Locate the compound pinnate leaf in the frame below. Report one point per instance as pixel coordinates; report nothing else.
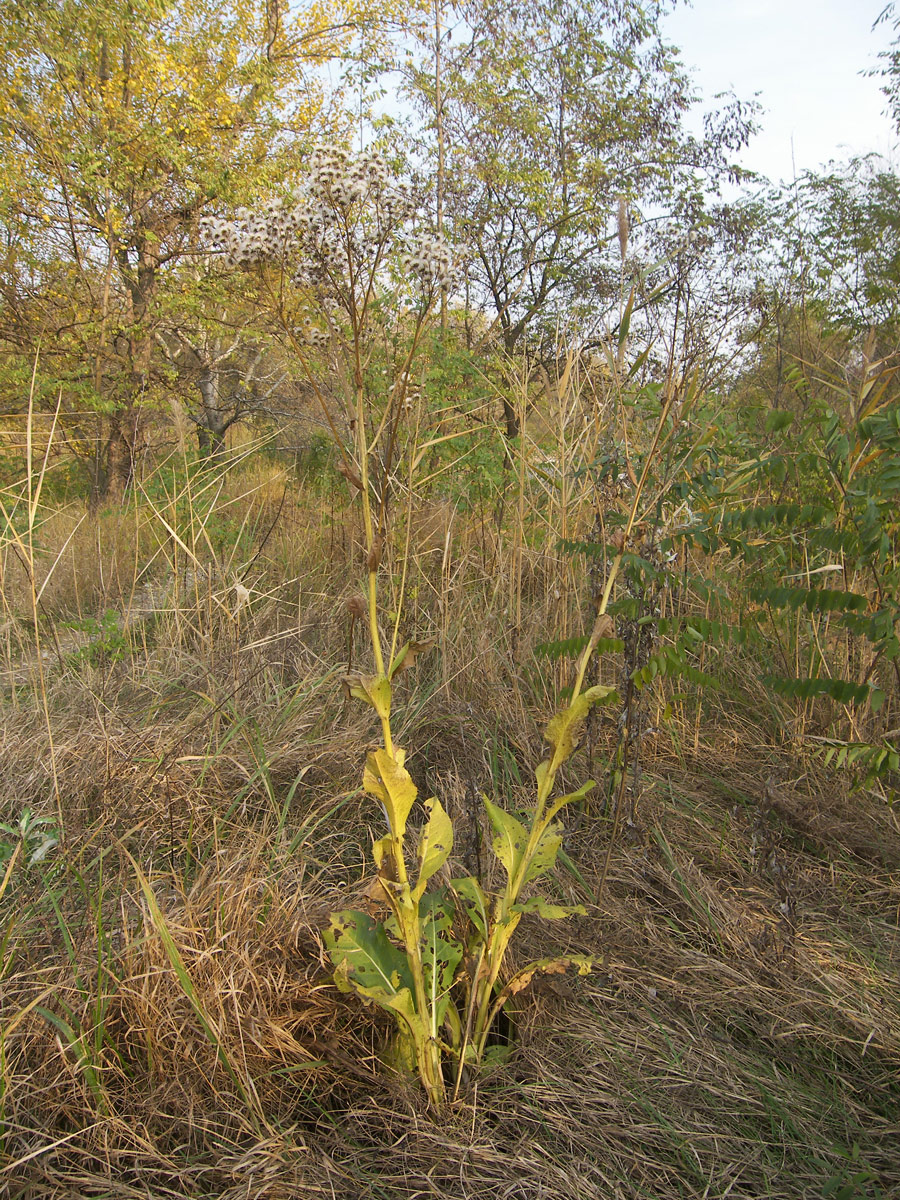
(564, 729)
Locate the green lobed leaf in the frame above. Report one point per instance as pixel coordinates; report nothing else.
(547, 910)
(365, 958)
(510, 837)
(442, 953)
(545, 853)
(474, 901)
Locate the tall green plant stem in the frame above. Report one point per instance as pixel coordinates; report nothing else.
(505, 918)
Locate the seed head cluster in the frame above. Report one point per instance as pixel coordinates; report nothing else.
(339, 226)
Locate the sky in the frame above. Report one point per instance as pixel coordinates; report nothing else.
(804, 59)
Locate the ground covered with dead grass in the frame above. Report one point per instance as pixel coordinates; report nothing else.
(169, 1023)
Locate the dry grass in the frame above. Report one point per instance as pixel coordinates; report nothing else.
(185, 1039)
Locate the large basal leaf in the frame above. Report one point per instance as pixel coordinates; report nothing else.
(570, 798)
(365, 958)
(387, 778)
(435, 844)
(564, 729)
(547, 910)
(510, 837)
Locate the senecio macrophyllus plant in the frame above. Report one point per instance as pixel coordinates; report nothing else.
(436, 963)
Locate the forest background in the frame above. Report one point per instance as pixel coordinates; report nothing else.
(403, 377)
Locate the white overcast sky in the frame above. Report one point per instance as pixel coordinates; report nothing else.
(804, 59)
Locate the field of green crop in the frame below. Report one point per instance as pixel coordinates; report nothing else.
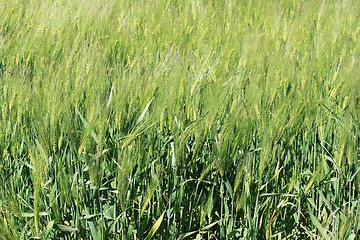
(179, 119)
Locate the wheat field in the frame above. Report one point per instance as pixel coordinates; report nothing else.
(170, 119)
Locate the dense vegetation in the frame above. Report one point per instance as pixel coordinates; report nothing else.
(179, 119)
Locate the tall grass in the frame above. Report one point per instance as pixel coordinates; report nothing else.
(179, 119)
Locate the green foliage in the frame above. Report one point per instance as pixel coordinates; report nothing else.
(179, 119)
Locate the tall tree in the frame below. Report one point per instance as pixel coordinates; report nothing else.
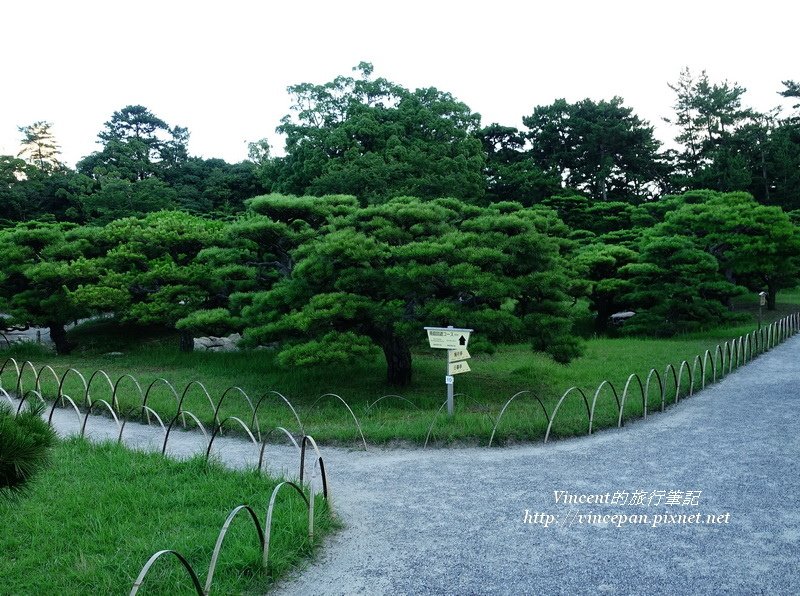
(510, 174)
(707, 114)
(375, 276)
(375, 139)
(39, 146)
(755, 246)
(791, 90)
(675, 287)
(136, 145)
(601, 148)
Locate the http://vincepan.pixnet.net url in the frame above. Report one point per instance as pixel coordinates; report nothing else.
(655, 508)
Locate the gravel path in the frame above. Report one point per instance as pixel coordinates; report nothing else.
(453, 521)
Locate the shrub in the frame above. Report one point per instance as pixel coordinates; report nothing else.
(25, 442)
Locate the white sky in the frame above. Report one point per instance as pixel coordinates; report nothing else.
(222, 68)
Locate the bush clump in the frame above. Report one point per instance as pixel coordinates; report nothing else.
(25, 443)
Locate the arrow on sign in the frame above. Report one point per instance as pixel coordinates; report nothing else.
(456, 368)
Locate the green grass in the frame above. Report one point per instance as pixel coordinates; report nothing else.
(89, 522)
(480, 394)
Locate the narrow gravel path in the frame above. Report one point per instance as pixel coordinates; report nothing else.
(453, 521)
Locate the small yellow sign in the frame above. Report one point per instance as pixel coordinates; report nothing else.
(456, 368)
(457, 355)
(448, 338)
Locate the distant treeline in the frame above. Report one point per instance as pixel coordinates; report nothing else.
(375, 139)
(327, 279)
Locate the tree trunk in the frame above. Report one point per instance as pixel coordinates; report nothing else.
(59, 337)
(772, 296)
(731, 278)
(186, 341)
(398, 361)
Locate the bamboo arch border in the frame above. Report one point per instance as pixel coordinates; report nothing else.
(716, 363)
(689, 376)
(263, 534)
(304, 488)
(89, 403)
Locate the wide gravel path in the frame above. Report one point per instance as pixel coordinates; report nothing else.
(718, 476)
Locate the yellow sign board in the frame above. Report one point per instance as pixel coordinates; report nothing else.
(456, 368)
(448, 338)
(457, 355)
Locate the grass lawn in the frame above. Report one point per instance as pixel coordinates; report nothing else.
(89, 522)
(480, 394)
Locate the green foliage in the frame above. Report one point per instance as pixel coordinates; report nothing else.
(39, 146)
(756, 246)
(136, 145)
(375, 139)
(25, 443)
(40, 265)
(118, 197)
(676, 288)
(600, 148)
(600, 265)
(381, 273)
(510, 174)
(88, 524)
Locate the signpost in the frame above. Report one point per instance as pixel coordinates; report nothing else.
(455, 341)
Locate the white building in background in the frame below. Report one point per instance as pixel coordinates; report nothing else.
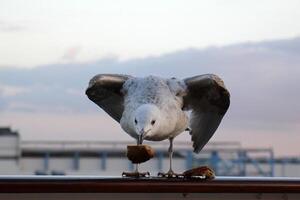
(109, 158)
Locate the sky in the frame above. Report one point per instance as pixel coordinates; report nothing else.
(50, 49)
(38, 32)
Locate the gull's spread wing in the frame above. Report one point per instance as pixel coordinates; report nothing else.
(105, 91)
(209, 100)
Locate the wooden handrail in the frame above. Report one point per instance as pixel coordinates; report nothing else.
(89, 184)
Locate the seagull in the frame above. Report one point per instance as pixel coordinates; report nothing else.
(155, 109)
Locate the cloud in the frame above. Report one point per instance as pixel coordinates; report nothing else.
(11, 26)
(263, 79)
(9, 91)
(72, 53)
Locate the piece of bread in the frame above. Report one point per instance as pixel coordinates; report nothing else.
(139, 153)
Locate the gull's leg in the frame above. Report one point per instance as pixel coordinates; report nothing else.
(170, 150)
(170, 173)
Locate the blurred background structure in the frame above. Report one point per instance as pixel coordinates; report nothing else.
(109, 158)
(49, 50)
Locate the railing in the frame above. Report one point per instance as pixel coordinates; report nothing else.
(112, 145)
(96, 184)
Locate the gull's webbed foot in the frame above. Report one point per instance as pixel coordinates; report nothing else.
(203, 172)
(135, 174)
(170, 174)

---

Retype each line of the listing above word for word. Exclude the pictures.

Locate the compound pinnate leaf in the frame below. Report one point per instance as pixel coordinates; report nothing else.
(564, 729)
Locate the green lobed leaf in the frame above. Report one point per instance as pixel coordinates; report nothing else.
(547, 910)
(365, 958)
(510, 837)
(442, 953)
(545, 853)
(474, 901)
Locate the tall green plant stem in the frame above. Report one point per instance as pixel coordinates; report nothing else.
(505, 918)
Locate the seed head cluster in the frame above. Report one point per instance as pixel coordinates; report nothing else.
(339, 226)
Locate the sky in the frame above. Report one point per instance as pixel coordinates; report nothing else.
(804, 59)
Locate the ground covered with dead grass in the frame above. Report one point per instance as pixel coordinates; report nothing else.
(169, 1023)
Locate the dry grass in the frame above. Report one point per instance as pixel coordinates; report nothing else.
(185, 1039)
Locate the large basal leaf in the frame above. Report one point per instance as pixel coordinates; report nothing else.
(570, 798)
(365, 958)
(387, 778)
(435, 844)
(564, 729)
(547, 910)
(510, 837)
Locate the senecio macrophyllus plant in the frame above. Report one point per instance as pixel coordinates; report nothing else.
(436, 963)
Locate the forest background in the frame above. Report one point per instance as pixel coordinates; report nothing else.
(403, 377)
Locate the white overcast sky in the frame above. Report one point per instance as pixel coordinates; report nothing else.
(804, 59)
Locate the field of green crop in the frame below. Report one point per instance as pixel coordinates; report nothing else.
(179, 119)
Locate the wheat field in the frame above. Report one point per instance as pixel coordinates; report nothing else.
(170, 119)
Locate the dense vegetation in the frame above. Report one point per instance as pixel coordinates; report nothing else.
(179, 119)
Locate the tall grass in the frame above. Report one point per instance as pixel coordinates; report nothing else.
(179, 119)
Locate the green foliage in the frame above. Report one point per instance as pixel coordinates; report nothing else.
(179, 119)
Locate the tall tree in the frame below. Report one point per instance as pixel coordinates; report nothing else.
(510, 174)
(707, 114)
(375, 276)
(375, 139)
(39, 146)
(755, 246)
(791, 90)
(675, 287)
(136, 145)
(601, 148)
Locate the http://vincepan.pixnet.net url in the frame above. Report one point per instance as pixel coordinates; report nothing else.
(655, 508)
Locate the gravel path in the frame above. Report one point per instance as pixel coordinates; report nothing else.
(453, 521)
Locate the shrub in the frame above. Report one point per instance as pixel coordinates; report nothing else.
(25, 442)
Locate the white sky in the frame above. Report one point per instance as pixel coordinates; report nothing else.
(222, 68)
Locate the bush clump in the frame above. Report one point per instance as pixel coordinates; report nothing else.
(25, 443)
Locate the arrow on sign in the frame above. Report one point per instance as pixel coordinates; report nothing else.
(456, 368)
Locate the green grass in the frame above. Report one point per instance as pixel coordinates; report nothing else.
(89, 522)
(480, 394)
Locate the narrow gravel path in the frame above. Report one point per instance as pixel coordinates; report nothing else.
(453, 521)
Locate the small yellow sign in the frame above. Report one point per instance as pixel coordinates; report nothing else.
(456, 368)
(457, 355)
(448, 338)
Locate the distant treeline in the frame above. Report one point per instance as pixel coordinates; report nothing else.
(375, 139)
(327, 279)
Locate the tree trunk in the frame above. Report one point per instance as pixel coordinates; report nothing else.
(59, 337)
(772, 296)
(731, 278)
(186, 341)
(398, 361)
Locate the bamboo arch border in the frame above. Report one point per instance as pixel coordinates; report nothing else.
(716, 363)
(689, 376)
(263, 534)
(304, 488)
(89, 403)
Locate the wide gravel path in the frame above. Report one point per instance as pixel coordinates; report nothing else.
(718, 476)
Locate the yellow sign board in the frame above. Report one point per instance as pixel coordinates; report nothing else.
(456, 368)
(448, 338)
(457, 355)
Locate the grass lawn in the frame above. Report one point per instance as pixel coordinates; report nothing else.
(89, 522)
(480, 394)
Locate the green foliage in the frame above. Report one point per instance as pixel coordinates; report nothing else.
(39, 146)
(756, 246)
(136, 145)
(375, 139)
(25, 443)
(40, 265)
(118, 197)
(676, 288)
(600, 148)
(600, 265)
(381, 273)
(510, 174)
(88, 524)
Locate the signpost in the frame above. Report one point per instance as pixel coordinates; report nothing else.
(455, 341)
Locate the white building in background in the frame below. Report one point per instance as pixel coordinates; report nothing else.
(109, 158)
Locate the sky in the frame above. Report one point per instance as pixel coordinates; report nothing else.
(50, 49)
(38, 32)
Locate the gull's spread wing in the frame above. Report one point per instance as pixel coordinates; report nothing else.
(105, 91)
(209, 100)
Locate the wooden handrail in the frame above. Report one point per instance as pixel coordinates; report nothing else.
(89, 184)
Locate the seagull in the frame above. Report one point per instance as pixel coordinates; report nothing else.
(155, 109)
Locate the cloud in the frame above. Report one point per instance as pixel coordinates; report nothing else.
(11, 26)
(263, 79)
(9, 91)
(72, 53)
Locate the piece of bread in the frame above. Report one point per instance as pixel coordinates; report nothing else.
(139, 153)
Locate the gull's leg in the frame above. Report one point per instance as pixel coordinates; report nothing else.
(170, 150)
(170, 173)
Locate the blurred background structure in the frame above. Report one point per instance as pixel coordinates; report nothing else.
(109, 158)
(49, 50)
Locate the railing in the frame above. Report one point per instance as pixel coordinates; report nothing else.
(112, 145)
(96, 184)
Locate the gull's webbed foot in the frame above. Report one point per instance as pixel coordinates; report nothing else.
(203, 172)
(135, 174)
(170, 174)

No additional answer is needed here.